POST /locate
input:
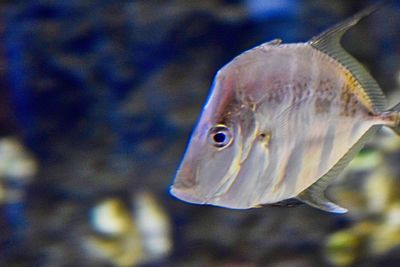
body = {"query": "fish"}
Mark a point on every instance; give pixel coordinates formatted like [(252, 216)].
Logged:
[(281, 122)]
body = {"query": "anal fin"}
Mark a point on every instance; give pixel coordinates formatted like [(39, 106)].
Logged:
[(315, 197), (315, 194)]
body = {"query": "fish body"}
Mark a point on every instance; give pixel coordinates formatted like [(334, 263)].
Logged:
[(281, 122)]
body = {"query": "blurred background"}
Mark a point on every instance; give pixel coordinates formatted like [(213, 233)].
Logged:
[(98, 99)]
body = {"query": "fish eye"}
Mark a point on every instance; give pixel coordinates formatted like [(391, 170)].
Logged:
[(220, 136)]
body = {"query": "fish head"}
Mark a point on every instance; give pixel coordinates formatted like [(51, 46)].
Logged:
[(219, 145)]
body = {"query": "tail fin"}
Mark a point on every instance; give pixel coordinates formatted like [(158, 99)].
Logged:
[(395, 111)]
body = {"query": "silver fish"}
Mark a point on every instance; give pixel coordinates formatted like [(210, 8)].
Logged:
[(281, 122)]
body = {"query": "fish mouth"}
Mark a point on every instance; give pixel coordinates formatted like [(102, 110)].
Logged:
[(187, 194)]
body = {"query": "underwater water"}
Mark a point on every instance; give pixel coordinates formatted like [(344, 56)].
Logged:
[(98, 99)]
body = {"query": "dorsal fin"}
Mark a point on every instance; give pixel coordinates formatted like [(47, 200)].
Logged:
[(315, 194), (328, 42)]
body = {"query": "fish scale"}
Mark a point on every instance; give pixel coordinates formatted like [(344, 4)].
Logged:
[(290, 117)]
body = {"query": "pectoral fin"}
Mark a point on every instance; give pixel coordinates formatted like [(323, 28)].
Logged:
[(315, 197)]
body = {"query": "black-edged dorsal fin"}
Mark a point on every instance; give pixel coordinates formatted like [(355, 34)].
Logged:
[(328, 42)]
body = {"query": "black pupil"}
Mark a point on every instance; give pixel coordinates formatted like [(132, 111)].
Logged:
[(219, 137)]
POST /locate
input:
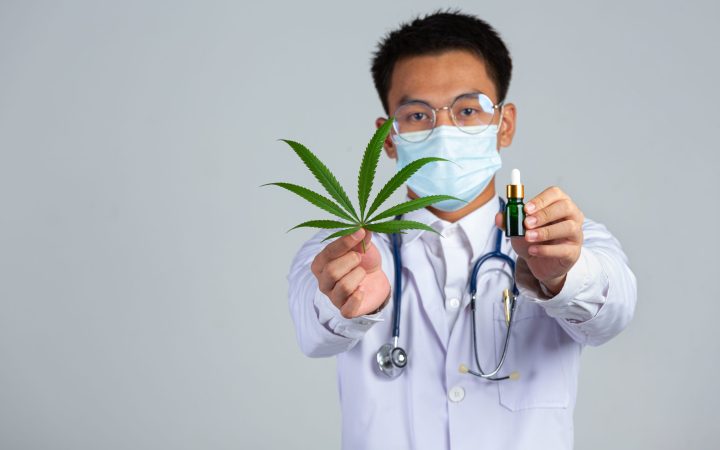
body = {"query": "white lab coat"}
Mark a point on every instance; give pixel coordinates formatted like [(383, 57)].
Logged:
[(433, 406)]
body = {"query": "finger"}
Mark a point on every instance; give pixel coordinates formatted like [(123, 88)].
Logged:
[(347, 285), (500, 221), (560, 210), (353, 304), (336, 269), (545, 198), (561, 252), (337, 248), (566, 229)]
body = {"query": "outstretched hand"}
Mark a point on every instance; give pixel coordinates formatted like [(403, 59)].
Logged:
[(352, 279), (553, 237)]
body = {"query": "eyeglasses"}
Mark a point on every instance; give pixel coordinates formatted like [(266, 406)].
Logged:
[(471, 113)]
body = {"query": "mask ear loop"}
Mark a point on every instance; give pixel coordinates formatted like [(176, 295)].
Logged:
[(502, 108)]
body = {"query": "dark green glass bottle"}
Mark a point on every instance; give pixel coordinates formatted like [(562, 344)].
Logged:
[(514, 212)]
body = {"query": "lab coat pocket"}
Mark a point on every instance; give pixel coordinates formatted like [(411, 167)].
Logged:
[(534, 351)]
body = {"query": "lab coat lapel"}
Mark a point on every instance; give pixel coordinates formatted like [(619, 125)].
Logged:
[(416, 262)]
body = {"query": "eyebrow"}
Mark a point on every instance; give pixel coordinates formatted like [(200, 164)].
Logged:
[(407, 99)]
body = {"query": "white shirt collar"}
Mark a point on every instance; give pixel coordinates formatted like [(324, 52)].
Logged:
[(476, 226)]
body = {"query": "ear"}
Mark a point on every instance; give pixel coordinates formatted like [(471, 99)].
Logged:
[(507, 126), (389, 145)]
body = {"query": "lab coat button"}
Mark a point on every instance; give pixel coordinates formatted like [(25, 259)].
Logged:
[(456, 394)]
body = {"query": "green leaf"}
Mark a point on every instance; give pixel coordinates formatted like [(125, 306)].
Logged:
[(412, 205), (328, 224), (398, 180), (342, 233), (316, 199), (395, 226), (366, 176), (323, 175)]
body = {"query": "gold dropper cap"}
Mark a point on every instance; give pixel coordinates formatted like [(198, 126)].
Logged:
[(515, 189)]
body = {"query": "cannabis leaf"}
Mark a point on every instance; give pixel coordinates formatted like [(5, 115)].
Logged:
[(343, 208)]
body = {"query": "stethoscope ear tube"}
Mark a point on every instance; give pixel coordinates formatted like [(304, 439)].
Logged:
[(392, 359)]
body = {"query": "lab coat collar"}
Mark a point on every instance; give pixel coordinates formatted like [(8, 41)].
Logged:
[(477, 226)]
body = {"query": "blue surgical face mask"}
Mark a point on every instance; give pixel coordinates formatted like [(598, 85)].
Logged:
[(474, 157)]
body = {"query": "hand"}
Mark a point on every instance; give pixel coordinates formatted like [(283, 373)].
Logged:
[(553, 237), (354, 281)]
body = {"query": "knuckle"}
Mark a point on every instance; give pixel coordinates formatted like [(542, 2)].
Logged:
[(544, 233), (342, 288), (332, 273), (574, 228), (544, 215)]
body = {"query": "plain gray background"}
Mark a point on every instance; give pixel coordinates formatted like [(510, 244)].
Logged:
[(143, 292)]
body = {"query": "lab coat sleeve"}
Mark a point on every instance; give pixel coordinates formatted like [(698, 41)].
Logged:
[(598, 298), (320, 328)]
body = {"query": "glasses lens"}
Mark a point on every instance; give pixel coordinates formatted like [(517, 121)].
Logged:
[(414, 121), (473, 113)]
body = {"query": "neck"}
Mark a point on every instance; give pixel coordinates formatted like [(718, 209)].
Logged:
[(453, 216)]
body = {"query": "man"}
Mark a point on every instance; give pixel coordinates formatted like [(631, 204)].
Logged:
[(433, 75)]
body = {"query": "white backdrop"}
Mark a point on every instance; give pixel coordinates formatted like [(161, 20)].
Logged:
[(143, 299)]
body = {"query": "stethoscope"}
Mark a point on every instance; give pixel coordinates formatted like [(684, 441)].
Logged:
[(392, 359)]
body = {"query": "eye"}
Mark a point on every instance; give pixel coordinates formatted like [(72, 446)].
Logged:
[(418, 116)]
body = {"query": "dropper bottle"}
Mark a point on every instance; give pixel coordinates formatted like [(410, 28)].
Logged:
[(514, 213)]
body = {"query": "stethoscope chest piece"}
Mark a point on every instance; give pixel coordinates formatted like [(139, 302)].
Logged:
[(391, 360)]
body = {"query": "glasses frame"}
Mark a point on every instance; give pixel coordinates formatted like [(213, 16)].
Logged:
[(435, 111)]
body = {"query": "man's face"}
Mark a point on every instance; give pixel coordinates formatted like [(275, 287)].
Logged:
[(438, 80)]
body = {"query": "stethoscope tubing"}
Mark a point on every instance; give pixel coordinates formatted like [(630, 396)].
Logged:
[(397, 301)]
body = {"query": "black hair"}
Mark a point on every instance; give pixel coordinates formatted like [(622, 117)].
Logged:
[(436, 33)]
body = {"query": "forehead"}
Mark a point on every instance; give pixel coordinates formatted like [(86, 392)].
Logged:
[(438, 79)]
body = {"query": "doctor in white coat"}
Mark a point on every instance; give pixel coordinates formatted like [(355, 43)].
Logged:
[(576, 288)]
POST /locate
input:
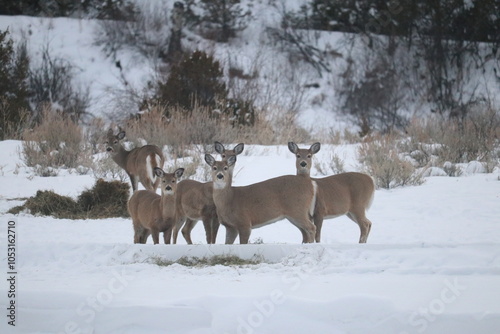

........

* EXERCISE PROMPT *
Report each line of the rows above that contains the word "green".

* EXERCISE RESULT *
body = {"query": "dark green glass bottle"}
body = {"query": "green leaf"}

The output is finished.